## TEXTO PROPORCIONADO
>>
Patriotismo constitucional

Ni banderas, ni escudos, ni religiones, ni ancestrales tradiciones (que como mucho tienen dos siglos). En una sociedad democrática y plural la Constitución es el punto de encuentro común, las bases para que todos podamos desarrollar nuestros proyecto personales y colectivos de manera pacífica.

La Constitución es la patria política, la polis común.El patriotismo constitucional,en la visión de Habermas, es la identificación y el compromiso con los valores de la Constitución, que nos hace ciudadanos y que nos reconoce derechos, pero también nos exige una activa participación y una serie de deberes cívicos.

La lengua, en este caso el español, es una patria global, que nos permite compartir marcos mentales con más de 400 millones de seres humanos. La lengua es la patria mental.

rNo soy de homenajes ni de celebraciones, pero valga  esta reflexión  personal ahora que la Constitución española cumple 40 años y por aquello de que uno no sabe si podrá celebrar los 50 (por los avatares políticos o la desaparición personal).

 Cuando estudiaba Derecho en los estertores del franquismo, estudiábamos y envidíabamos las constituciones de Italia o Alemania, nos explicaban instituciones como los tribunales constitucionales (una creación del genial Kelsen) o nos introducíamos con el emblemático libro de Elías Díaz en la idea del Estado social y democrático de derecho (pdf con un resumen del libro Estado de Derecho y Sociedad Dmocrática, de su autor).

Luego, en mis primeros pasos como periodista, aunque no hacía información política, seguí con pasión los debates constitucionales y vi con satisfacción como aquellas ideas estudiadas en la Facultad tomaban cuerpo en nuevas institucionales y, sobre todo, en una muy avanzada declaración de derechos civiles y políticos.

Hoy, 40 años después, la norma fundamental muestra un desgaste lógico, facilmente superable si el pacto constitucional se mantuviera vivo, pero no lo está.

El pacto constitucional

No hubo unas elecciones constituyentes, pero las de 1977 lo fueron de hecho. Las circunstancias económicas y políticas no podía ser más adversas: un terrible crisis económica, terrorismos varios, ejército y policía sin control.

Las diferencias entre las fuerzas constituyentes eran abismales, pero todos sabían que no se podía volver atrás, que no eran viables ni el franquismo ni la dictadura del proletariado, que había modelos de éxito, que nos encontrábamos en una determinada órbita geopolítica. Y, sobre todo, que la falta de acuerdo significaba el riesgo cierto del enfrentamiento civil generalizado. Por eso hubo pacto.
<<
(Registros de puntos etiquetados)
>>
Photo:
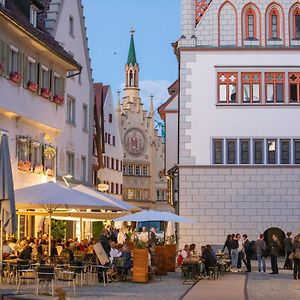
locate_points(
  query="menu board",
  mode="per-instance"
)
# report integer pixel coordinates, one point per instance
(101, 254)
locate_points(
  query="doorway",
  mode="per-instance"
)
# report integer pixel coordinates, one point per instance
(281, 235)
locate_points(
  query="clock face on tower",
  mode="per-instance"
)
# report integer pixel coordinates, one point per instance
(135, 142)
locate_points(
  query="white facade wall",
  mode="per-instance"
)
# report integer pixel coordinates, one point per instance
(116, 152)
(234, 198)
(74, 138)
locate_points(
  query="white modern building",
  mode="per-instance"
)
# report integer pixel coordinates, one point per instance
(239, 143)
(33, 71)
(66, 22)
(111, 172)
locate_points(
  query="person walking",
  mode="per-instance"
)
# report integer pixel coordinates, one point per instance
(248, 253)
(288, 245)
(261, 248)
(296, 251)
(234, 253)
(274, 252)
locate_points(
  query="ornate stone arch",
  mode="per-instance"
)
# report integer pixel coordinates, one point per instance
(227, 28)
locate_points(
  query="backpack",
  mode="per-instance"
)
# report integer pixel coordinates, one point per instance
(297, 253)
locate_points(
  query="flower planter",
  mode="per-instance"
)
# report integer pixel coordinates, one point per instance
(171, 257)
(45, 93)
(15, 77)
(58, 99)
(24, 166)
(161, 257)
(140, 265)
(32, 87)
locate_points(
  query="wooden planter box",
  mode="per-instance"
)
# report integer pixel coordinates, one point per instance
(161, 260)
(171, 258)
(140, 265)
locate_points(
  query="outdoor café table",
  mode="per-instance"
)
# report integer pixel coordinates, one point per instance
(191, 269)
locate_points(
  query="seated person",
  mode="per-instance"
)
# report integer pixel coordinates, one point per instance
(67, 252)
(114, 252)
(26, 252)
(6, 250)
(127, 257)
(209, 257)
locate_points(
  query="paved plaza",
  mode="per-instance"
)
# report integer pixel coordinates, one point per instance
(237, 286)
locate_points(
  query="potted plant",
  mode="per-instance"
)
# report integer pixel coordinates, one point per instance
(59, 100)
(15, 77)
(140, 262)
(171, 252)
(45, 93)
(32, 86)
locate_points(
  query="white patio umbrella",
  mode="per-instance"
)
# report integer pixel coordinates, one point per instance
(51, 196)
(105, 197)
(153, 215)
(7, 199)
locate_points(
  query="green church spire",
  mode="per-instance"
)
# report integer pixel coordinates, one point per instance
(131, 54)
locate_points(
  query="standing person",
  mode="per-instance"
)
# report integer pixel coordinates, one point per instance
(241, 253)
(261, 248)
(288, 246)
(234, 253)
(227, 244)
(104, 241)
(296, 251)
(121, 237)
(247, 250)
(274, 252)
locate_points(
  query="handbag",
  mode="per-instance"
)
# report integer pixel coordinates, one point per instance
(291, 256)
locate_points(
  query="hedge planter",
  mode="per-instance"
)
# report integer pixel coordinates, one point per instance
(140, 265)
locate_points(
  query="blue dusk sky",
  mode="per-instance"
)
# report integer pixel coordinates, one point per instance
(157, 25)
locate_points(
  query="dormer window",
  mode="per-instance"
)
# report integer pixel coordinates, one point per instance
(33, 15)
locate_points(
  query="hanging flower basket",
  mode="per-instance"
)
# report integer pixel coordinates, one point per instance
(39, 169)
(15, 77)
(1, 68)
(49, 172)
(24, 166)
(58, 99)
(32, 86)
(45, 93)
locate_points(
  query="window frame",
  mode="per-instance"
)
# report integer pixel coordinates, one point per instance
(214, 152)
(223, 78)
(274, 81)
(251, 82)
(297, 83)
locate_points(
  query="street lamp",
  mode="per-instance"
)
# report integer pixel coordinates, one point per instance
(65, 177)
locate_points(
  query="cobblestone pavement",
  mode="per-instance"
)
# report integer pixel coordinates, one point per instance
(170, 287)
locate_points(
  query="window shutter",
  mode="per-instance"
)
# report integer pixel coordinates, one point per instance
(39, 76)
(25, 71)
(62, 86)
(21, 63)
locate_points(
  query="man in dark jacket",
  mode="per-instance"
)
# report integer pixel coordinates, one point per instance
(274, 252)
(288, 245)
(248, 253)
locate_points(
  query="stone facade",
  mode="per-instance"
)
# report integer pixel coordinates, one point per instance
(236, 197)
(144, 181)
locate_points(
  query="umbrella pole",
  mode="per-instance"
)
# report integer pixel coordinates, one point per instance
(1, 240)
(49, 239)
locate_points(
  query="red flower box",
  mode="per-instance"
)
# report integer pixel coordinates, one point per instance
(45, 93)
(32, 86)
(15, 77)
(58, 99)
(1, 69)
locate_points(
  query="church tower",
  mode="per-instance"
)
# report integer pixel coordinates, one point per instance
(144, 183)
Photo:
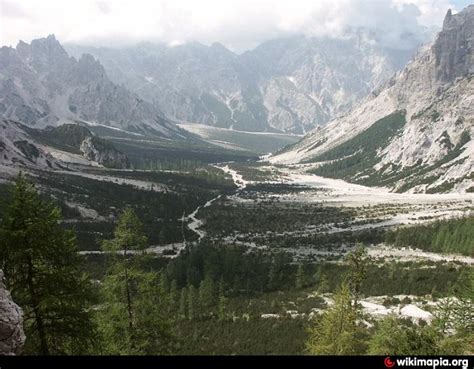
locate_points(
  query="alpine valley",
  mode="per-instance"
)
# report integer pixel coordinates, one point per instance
(313, 195)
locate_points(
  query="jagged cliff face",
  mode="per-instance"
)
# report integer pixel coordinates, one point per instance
(431, 149)
(289, 85)
(12, 337)
(97, 150)
(18, 149)
(54, 148)
(41, 84)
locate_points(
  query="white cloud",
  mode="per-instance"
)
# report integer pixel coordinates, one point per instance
(239, 24)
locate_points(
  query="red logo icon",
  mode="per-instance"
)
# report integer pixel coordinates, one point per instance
(389, 363)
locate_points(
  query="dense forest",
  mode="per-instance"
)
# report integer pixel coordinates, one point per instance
(212, 299)
(449, 236)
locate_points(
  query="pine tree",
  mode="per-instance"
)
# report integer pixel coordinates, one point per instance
(300, 280)
(336, 331)
(222, 308)
(207, 292)
(173, 300)
(44, 272)
(183, 303)
(132, 319)
(191, 302)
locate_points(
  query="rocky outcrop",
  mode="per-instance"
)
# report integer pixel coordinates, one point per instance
(40, 84)
(453, 49)
(289, 84)
(102, 152)
(12, 337)
(432, 149)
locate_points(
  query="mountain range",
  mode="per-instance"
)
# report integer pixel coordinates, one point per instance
(412, 133)
(287, 85)
(40, 85)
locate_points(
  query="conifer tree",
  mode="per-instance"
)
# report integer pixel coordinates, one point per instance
(133, 317)
(44, 272)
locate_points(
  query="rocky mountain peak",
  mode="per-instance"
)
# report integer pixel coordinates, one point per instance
(453, 48)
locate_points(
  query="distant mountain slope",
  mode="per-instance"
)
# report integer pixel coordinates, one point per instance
(40, 84)
(415, 132)
(55, 147)
(288, 85)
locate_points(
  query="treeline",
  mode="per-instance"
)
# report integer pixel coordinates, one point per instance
(207, 300)
(453, 235)
(342, 330)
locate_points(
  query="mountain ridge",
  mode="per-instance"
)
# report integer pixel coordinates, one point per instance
(434, 150)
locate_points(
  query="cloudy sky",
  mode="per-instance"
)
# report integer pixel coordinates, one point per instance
(238, 24)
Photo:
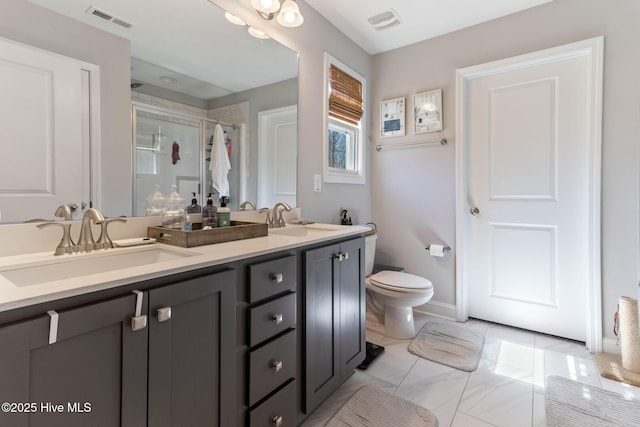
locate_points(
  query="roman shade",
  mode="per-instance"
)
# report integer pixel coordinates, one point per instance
(345, 96)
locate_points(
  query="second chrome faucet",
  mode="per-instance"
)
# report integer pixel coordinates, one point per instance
(86, 241)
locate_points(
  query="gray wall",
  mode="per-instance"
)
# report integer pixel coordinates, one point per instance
(423, 210)
(281, 94)
(33, 25)
(310, 41)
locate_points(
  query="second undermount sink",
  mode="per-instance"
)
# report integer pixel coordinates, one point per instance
(305, 230)
(72, 266)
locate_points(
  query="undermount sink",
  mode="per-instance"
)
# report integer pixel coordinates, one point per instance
(72, 266)
(305, 230)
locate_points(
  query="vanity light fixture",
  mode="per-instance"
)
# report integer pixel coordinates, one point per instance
(252, 30)
(288, 15)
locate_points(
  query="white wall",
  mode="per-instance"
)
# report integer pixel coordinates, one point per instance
(416, 207)
(27, 23)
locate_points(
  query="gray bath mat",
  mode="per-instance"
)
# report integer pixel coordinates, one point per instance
(572, 404)
(372, 407)
(444, 342)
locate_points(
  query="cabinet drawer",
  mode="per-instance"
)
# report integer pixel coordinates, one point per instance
(271, 278)
(271, 366)
(271, 318)
(278, 410)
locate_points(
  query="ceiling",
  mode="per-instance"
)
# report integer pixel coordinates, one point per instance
(419, 19)
(162, 46)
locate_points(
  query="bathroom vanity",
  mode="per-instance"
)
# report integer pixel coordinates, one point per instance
(234, 334)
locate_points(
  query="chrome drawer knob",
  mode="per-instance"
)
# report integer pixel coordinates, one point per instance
(277, 318)
(164, 314)
(276, 365)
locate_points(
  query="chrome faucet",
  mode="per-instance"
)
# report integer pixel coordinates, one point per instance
(64, 211)
(85, 241)
(277, 223)
(243, 205)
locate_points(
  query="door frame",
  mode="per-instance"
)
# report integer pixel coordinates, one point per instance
(593, 49)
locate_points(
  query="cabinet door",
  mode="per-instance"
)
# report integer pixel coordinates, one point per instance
(352, 306)
(322, 319)
(191, 348)
(94, 374)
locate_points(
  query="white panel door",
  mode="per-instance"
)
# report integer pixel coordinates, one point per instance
(43, 124)
(278, 155)
(528, 152)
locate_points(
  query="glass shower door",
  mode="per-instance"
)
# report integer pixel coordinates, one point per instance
(167, 152)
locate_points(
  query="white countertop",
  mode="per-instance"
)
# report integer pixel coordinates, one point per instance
(12, 296)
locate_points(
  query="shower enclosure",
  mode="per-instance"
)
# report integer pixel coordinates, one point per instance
(175, 149)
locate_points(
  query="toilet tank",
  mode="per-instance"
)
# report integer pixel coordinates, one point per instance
(370, 251)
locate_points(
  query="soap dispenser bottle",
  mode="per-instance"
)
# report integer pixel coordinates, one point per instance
(209, 213)
(224, 214)
(173, 210)
(194, 207)
(155, 202)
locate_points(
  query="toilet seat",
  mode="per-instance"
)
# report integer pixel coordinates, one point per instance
(400, 282)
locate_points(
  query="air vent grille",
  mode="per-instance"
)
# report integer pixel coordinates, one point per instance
(385, 19)
(108, 17)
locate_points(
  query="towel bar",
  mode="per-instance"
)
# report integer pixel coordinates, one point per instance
(442, 141)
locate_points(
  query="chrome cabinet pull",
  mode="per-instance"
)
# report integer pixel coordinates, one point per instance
(341, 256)
(277, 318)
(164, 314)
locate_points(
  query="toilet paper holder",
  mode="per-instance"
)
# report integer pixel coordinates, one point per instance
(445, 249)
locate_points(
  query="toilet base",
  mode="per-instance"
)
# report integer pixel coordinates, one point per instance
(398, 322)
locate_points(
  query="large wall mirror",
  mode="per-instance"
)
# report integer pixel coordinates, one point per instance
(191, 69)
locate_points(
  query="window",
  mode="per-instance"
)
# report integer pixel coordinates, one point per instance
(344, 119)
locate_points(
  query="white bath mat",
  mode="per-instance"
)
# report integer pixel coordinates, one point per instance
(372, 407)
(444, 342)
(571, 404)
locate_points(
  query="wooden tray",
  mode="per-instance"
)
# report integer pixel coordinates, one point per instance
(238, 230)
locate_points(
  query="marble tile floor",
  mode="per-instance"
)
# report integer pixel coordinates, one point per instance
(507, 389)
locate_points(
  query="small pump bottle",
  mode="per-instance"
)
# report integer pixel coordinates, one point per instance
(209, 214)
(224, 214)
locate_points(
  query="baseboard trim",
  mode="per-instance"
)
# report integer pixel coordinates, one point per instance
(610, 345)
(437, 308)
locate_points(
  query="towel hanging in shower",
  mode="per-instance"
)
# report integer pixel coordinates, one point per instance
(219, 164)
(175, 153)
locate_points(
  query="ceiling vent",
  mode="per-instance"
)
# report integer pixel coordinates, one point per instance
(384, 20)
(108, 17)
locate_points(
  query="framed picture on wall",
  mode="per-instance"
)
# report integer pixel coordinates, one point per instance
(427, 111)
(392, 117)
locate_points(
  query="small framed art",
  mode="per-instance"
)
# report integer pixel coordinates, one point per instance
(427, 111)
(392, 116)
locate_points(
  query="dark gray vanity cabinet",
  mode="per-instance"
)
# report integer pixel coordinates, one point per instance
(334, 301)
(98, 371)
(191, 335)
(272, 342)
(93, 374)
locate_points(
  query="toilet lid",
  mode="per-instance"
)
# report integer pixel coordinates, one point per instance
(395, 280)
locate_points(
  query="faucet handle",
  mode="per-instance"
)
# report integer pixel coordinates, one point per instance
(269, 220)
(104, 241)
(66, 245)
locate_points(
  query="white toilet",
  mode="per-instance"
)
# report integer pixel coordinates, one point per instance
(395, 293)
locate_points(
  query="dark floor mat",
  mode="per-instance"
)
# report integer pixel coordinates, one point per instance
(373, 351)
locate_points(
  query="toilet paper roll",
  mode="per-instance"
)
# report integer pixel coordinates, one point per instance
(436, 250)
(629, 333)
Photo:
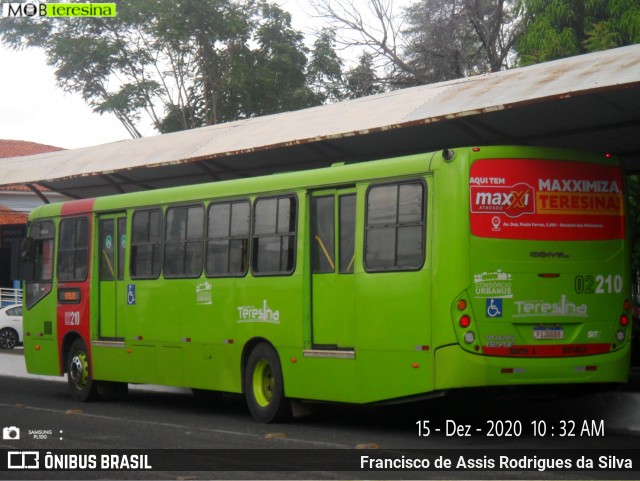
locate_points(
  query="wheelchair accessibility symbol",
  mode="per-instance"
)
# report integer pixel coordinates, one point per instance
(494, 308)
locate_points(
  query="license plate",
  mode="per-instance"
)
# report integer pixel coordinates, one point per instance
(548, 333)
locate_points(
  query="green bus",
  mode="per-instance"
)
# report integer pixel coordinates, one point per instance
(357, 283)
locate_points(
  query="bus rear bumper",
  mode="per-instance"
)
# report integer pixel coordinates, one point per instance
(455, 367)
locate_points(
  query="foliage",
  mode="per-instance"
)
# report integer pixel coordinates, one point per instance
(564, 28)
(361, 80)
<<
## OBJETIVO
Enumera las cosas que el texto sobre el patriotismo constitucional rechaza en la frase que empieza con "Ni banderas".

## SOLUCIÓN
- banderas
- escudos
- religiones
- ancestrales tradiciones